BEGIN Passage to read
Published: 16 October 2010

Abstract

Background

At the current price, the use of high-density single nucleotide polymorphisms (SNP) genotyping assays in genomic selection of dairy cattle is limited to applications involving elite sires and dams. The objective of this study was to evaluate the use of low-density assays to predict direct genomic value (DGV) on five milk production traits, an overall conformation trait, a survival index, and two profit index traits (APR, ASI).

Methods

Dense SNP genotypes were available for 42,576 SNP for 2,114 Holstein bulls and 510 cows. A subset of 1,847 bulls born between 1955 and 2004 was used as a training set to fit models with various sets of pre-selected SNP. A group of 297 bulls born between 2001 and 2004 and all cows born between 1992 and 2004 were used to evaluate the accuracy of DGV prediction. Ridge regression (RR) and partial least squares regression (PLSR) were used to derive prediction equations and to rank SNP based on the absolute value of the regression coefficients. Four alternative strategies were applied to select subset of SNP, namely: subsets of the highest ranked SNP for each individual trait, or a single subset of evenly spaced SNP, where SNP were selected based on their rank for ASI, APR or minor allele frequency within intervals of approximately equal length.
END Passage to read
BEGIN Listed records
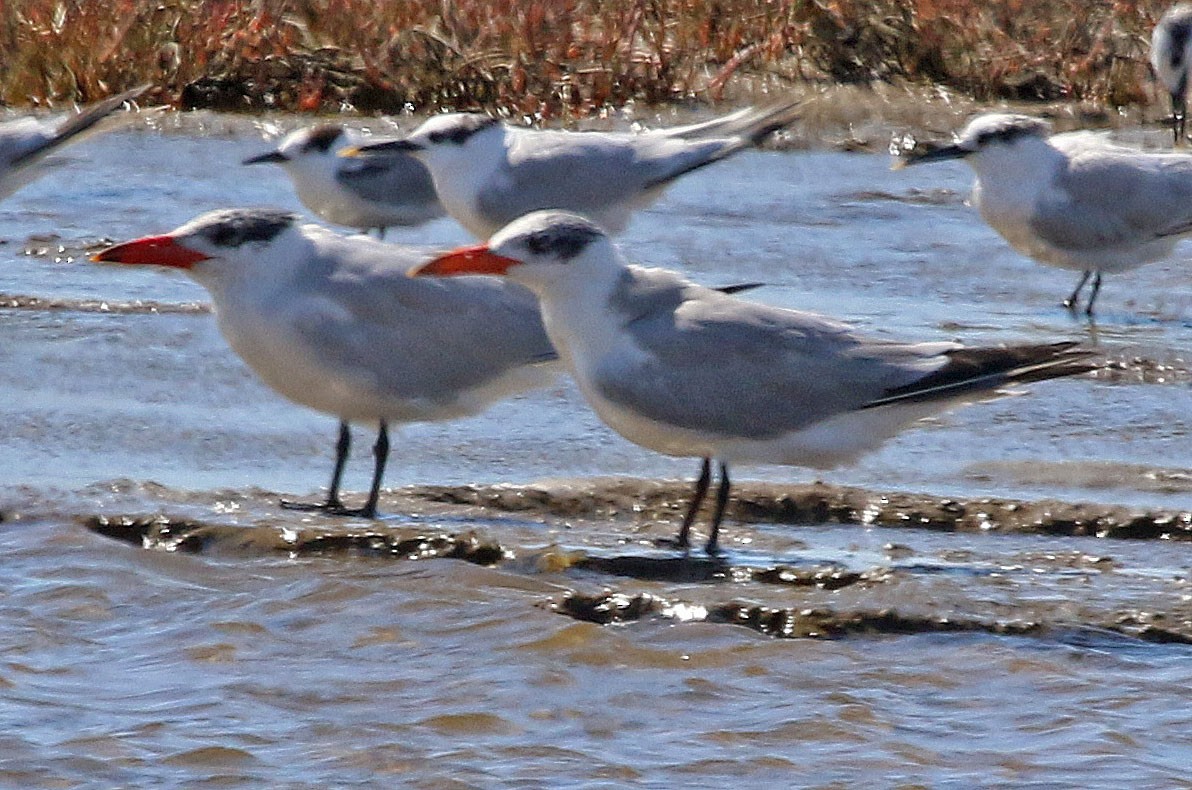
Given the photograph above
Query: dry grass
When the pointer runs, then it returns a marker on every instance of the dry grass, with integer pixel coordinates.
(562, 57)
END Listed records
BEGIN Listed records
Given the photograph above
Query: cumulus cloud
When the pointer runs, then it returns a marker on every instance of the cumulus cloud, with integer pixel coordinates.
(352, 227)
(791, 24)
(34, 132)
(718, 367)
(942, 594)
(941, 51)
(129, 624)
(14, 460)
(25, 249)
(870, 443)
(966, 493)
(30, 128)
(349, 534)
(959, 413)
END Listed records
Work request 1 - From the dairy cattle abstract, write out the passage from "Published: 16 October" to "traits (APR, ASI).".
Work request 2 - According to the dairy cattle abstract, how many Holstein bulls had dense SNP genotypes available?
Work request 3 - Carry on writing the dairy cattle abstract, starting after its last sentence.
You can ignore the records.

Answer section 1 -
Published: 16 October 2010

Abstract

Background

At the current price, the use of high-density single nucleotide polymorphisms (SNP) genotyping assays in genomic selection of dairy cattle is limited to applications involving elite sires and dams. The objective of this study was to evaluate the use of low-density assays to predict direct genomic value (DGV) on five milk production traits, an overall conformation trait, a survival index, and two profit index traits (APR, ASI).

Answer section 2 - 2,114

Answer section 3 -
Results

RR and PLSR performed very similarly to predict DGV, with PLSR performing better for low-density assays and RR for higher-density SNP sets. When using all SNP, DGV predictions for production traits, which have a higher heritability, were more accurate (0.52-0.64) than for survival (0.19-0.20), which has a low heritability. The gain in accuracy using subsets that included the highest ranked SNP for each trait was marginal (5-6%) over a common set of evenly spaced SNP when at least 3,000 SNP were used. Subsets containing 3,000 SNP provided more than 90% of the accuracy that could be achieved with a high-density assay for cows, and 80% of the high-density assay for young bulls.

Conclusions

Accurate genomic evaluation of the broader bull and cow population can be achieved with a single genotyping assays containing ~ 3,000 to 5,000 evenly spaced SNP.